Fukuyama'dan ABD analizi: Amerikan kurumları çürüdü
ABD'li siyaset bilimci Francis Fukuyama, Finacial Times'ta yayımlan analizinde, 'Amerikan kurumları bir süredir istikrarlı bir şekilde çürüyor ve şu anda büyük bir krizin ortasındalar.' dedi.

Oluşturma Tarihi: 2024-03-02 14:11:32

Güncelleme Tarihi: 2024-03-02 14:13:29

ANALİZ

Amerika'nın siyasi çürümesini tersine çevirmek için çok geç değil

Freedom House'a göre, son 18 yıldır dünya çapında liberal demokrasilerin nicelik ve niteliğinde sürekli bir düşüş yaşanıyor. Gerileyenler arasında ABD'den daha ciddi bir vaka yok.

Amerikan kurumları bir süredir istikrarlı bir şekilde çürüyor ve şu anda büyük bir krizin ortasındalar. Seçmenlerin neredeyse üçte biri, Başkan Joe Biden'ın 2020 seçimlerini çaldığı yalanına inanıyor. Anketler, seçmenlerin, destekçileri arasında bu yalanı yayan ve onu iktidarda tutmak amacıyla 6 Ocak 2021'de Kongre Binası'na saldırıyla sonuçlanan eski başkan Donald Trump'ı yeniden seçmeye hazır olacağını gösteriyor. Aynı Trump, Ukrayna'yı desteklemeyi reddediyor ve yakın zamanda Rusya'yı, ABD'nin koruması için ödeme yapmayan herhangi bir NATO müttefikine saldırmaya davet ediyor.

Siyasi çürüme, bir toplumun kurumları değişen koşullara uyum sağlayamadığı zaman ortaya çıkar. Bu bir nesildir devam ediyor ve şu anda önümüzdeki sekiz ayda ortaya çıkacak devasa bir krizle doruğa ulaşıyor. ABD sistemi, siyasette azınlıkların çoğunluğun iradesini engellemesini kolaylaştıran karmaşık bir dizi kontrol ve denge kurumu etrafında inşa edilmiştir. Bu kurumlar aşırı siyasi kutuplaşmayla birleştiğinde, hükümetin felce uğramasına ve yıllık bütçenin geçirilmesi gibi temel işlevleri yerine getirememesine neden oluyor.

Bu katılıkların bazıları ABD anayasasında yer alıyor. Seçim kurulu, küçük eyaletlerin sakinlerini önemli ölçüde fazla temsil ederken, Senato eşitsiz temsilin büyük bir kaynağı. Nüfusu bir milyonun altında olan Wyoming'e iki senatör veriliyor; Kaliforniya'da da neredeyse 40 milyon kişi yaşıyor. Rutin mevzuat süper çoğunluğun geçmesini gerektiriyor, bu da 100 senatörden 40'ının hoşlanmadığı herhangi bir şeyi engelleyebileceği anlamına geliyor.
------------------------------------
◆ Gereksinimler:
(1) Aşağıdaki listeden "boot" kelimesini içeren satırları süz ve her birini değiştirmeden kopyala.
(2) Amerikan kurumlarının çürümesine dair yukarıdaki analizi kaldığı yerden sürdür.

◆ Veri kümesi alıntısı:
------------------------------------
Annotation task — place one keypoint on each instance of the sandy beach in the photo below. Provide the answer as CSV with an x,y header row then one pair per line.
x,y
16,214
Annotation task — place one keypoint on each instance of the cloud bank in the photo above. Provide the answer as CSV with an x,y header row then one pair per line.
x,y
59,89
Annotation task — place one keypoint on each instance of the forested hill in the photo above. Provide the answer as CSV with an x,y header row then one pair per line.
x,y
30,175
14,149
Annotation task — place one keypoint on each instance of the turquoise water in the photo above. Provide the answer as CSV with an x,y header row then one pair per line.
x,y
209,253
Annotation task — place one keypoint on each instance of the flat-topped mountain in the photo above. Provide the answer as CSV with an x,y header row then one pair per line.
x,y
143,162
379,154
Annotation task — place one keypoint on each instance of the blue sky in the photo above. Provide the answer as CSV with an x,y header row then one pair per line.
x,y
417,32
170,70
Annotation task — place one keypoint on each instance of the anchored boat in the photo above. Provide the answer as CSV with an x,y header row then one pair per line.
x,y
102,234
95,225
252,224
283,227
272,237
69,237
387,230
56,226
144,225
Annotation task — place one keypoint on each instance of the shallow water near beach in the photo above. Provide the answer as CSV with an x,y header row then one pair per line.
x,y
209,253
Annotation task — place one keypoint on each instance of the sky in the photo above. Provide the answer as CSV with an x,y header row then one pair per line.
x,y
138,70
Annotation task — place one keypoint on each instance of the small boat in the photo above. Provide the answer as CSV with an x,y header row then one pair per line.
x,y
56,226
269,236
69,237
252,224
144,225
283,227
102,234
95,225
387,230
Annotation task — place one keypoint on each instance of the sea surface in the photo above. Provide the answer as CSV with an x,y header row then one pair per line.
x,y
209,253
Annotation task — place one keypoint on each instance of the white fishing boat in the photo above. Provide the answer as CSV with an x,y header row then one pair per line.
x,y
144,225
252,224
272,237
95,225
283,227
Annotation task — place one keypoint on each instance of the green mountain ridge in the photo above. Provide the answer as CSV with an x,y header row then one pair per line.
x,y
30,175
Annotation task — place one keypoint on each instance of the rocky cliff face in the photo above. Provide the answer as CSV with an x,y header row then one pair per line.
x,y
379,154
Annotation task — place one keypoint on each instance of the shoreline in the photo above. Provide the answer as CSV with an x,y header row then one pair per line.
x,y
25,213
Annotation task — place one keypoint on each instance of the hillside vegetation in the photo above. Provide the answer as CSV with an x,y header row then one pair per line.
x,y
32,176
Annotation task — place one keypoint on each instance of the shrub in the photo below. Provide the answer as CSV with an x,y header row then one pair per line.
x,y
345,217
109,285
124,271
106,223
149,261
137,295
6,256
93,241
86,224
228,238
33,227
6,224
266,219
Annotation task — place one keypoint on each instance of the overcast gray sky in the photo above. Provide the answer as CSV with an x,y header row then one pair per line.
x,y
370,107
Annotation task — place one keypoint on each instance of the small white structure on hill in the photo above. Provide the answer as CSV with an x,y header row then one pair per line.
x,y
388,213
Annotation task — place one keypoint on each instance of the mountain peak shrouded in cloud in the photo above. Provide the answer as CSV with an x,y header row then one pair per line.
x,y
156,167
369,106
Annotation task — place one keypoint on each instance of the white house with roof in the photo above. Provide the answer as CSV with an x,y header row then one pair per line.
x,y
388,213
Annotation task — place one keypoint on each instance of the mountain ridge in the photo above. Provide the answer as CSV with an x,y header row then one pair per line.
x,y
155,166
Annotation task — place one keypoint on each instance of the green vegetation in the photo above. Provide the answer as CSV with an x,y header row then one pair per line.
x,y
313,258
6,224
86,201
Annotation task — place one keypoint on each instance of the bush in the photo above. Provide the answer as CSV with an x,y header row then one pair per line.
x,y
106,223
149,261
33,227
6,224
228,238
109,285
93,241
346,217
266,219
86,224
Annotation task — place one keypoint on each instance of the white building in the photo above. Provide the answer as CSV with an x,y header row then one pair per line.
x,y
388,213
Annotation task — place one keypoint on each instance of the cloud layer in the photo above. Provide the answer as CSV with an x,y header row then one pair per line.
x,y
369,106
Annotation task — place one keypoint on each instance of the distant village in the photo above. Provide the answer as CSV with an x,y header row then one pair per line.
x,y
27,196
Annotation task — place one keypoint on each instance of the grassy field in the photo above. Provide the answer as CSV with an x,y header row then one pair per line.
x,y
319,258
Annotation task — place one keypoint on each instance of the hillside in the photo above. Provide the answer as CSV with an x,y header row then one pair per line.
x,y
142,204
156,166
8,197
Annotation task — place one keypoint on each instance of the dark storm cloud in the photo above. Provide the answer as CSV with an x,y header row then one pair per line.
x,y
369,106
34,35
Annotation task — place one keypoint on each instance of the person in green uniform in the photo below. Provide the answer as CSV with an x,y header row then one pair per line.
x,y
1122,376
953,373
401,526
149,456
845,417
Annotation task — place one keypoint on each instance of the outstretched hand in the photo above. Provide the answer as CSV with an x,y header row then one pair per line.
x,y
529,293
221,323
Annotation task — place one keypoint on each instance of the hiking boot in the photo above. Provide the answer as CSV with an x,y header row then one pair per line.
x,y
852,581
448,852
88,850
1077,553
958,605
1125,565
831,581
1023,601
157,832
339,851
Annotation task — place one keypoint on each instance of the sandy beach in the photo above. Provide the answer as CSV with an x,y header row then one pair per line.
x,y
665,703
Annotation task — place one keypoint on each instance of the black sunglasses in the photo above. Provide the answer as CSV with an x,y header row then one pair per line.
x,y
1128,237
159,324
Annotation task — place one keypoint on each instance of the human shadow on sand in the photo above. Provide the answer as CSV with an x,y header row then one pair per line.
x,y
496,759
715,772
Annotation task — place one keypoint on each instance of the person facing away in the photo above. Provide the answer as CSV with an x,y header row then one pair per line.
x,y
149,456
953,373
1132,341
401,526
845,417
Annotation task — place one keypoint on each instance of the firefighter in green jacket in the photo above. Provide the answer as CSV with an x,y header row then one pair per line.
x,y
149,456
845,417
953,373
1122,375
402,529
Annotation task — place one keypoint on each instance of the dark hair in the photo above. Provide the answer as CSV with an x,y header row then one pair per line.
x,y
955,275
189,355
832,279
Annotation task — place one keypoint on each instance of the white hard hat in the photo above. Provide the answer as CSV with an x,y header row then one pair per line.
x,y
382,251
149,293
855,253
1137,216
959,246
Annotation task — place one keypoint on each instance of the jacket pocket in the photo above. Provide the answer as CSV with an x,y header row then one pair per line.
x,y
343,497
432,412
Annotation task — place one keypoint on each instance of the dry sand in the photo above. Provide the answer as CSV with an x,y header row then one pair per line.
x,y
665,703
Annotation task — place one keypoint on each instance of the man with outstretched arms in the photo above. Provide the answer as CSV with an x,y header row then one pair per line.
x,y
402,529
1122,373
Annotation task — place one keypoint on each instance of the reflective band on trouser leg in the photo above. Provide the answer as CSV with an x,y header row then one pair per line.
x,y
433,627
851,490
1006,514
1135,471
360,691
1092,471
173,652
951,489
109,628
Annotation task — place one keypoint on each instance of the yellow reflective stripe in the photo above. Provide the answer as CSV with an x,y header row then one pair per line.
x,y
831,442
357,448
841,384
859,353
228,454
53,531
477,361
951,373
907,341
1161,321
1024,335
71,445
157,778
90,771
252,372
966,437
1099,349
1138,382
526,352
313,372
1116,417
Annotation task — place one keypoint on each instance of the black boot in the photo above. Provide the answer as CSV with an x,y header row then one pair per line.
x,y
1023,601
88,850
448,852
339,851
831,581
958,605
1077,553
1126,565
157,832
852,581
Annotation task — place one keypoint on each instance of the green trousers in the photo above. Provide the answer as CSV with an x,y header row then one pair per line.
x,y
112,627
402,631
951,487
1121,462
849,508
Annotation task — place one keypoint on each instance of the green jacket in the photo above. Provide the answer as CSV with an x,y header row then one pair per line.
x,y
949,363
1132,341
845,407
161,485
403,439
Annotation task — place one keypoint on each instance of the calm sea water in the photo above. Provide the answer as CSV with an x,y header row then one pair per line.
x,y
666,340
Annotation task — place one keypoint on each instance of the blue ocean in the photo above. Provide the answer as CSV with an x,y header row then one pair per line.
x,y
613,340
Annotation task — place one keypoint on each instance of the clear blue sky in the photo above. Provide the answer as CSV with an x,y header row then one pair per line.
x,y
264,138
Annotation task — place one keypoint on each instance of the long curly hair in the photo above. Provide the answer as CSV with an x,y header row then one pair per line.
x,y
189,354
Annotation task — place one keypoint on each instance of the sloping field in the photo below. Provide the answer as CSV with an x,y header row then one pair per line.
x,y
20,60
------------------------------------
◆ Cevaplar aşağıda:
(1)
Annotation task — place one keypoint on each instance of the hiking boot in the photo above. Provide the answer as CSV with an x,y header row then one pair per line.
Annotation task — place one keypoint on each instance of the black boot in the photo above. Provide the answer as CSV with an x,y header row then one pair per line.

(2)
Örneğin Ukrayna'ya yönelik finansman konusunda yaşanan çıkmazda özellikle sinir bozucu olan şey, hem Temsilciler Meclisi hem de Senato üyelerinin çoğunluğunun yanı sıra halkın büyük bir bölümünün de böyle bir tedbiri desteklemesi. Ancak bir tasarının geçmesini sağlayamıyorlar çünkü Cumhuriyetçi Meclis üyeleri içindeki inatçı muhafazakar bir grup, yalnızca Ukrayna'nın finansmanına değil, Demokratları içeren her türlü iki partili anlaşmaya da kararlı bir şekilde karşı çıkıyor.

Günümüzün kutuplaşmış Amerika'sında Mega Cumhuriyetçileri sırf karşı tarafı baltalamak adına veto etme eğiliminde. Aylardır güney sınırında daha sıkı güvenlik önlemleri alınması için baskı yapıyorlar. Biden aslında Ukrayna, İsrail ve Tayvan'a finansman sağlamak için onların taleplerini kabul etti; bu noktada hâlâ yalnızca aday olan Trump, başkanın kredi almasını istemediği için anlaşmayı veto etmek üzere müdahale etti.

Amerikan siyasi düzeninin diğer bazı yönleri de kutuplaşmaya katkıda bulundu. Başkanlık sistemi kazananı dört yıllık, değiştirilemez bir süre için kilitliyor ve bu kişi ancak olağanüstü zor bir süreç olan görevden alma yoluyla görevden alınabiliyor. Trump'ın bugün en büyük avantajlarından biri Biden'ın yaşı ve genel olarak sevilmemesi. Parlamenter sistemde parti seçkinleri, başarısız bir liderin yerine daha seçilebilir birini getirmek için harekete geçebilir, ancak bu ABD'de olamaz.

Bu da Amerika'nın parti adaylarını seçme konusunda acı verici derecede uzun süreciyle bağlantılı. İlk önce yapılan oylama sistemi, popüler ön seçimlerle birleştirildiğinde her iki uçtaki adayların lehine oluyor. Kampanya harcamalarını ifade özgürlüğüyle eşitleyen Yüksek Mahkeme kararı nedeniyle, para, ABD seçimlerinde aşırı bir fark yaratıyor.

Bütün bu sorunlar reformla çözülebilir. Devletler, seçmen oylarının orantılı olarak tahsis edilmesini talep edebilir. Çoğulcu oylamanın yerini, seçmenlerin ikinci ve üçüncü sıradaki tercihlerini belirtmelerini gerektiren ve üçüncü tarafların ortaya çıkmasını kolaylaştıracak sıralamalı oylama alabilir. Ülke, kampanya finansmanına daha güçlü kısıtlamalar getirebilir ve Senato'da 60 oyluk çoğunluk şartı kaldırılabilir. Bu liste, seçim kurulunun kaldırılması veya Senato'nun yetkilerinde değişiklik yapılması gibi büyük anayasal reformlara değinmiyor bile. Bunlar şimdilik hayal dünyasında kalıyor.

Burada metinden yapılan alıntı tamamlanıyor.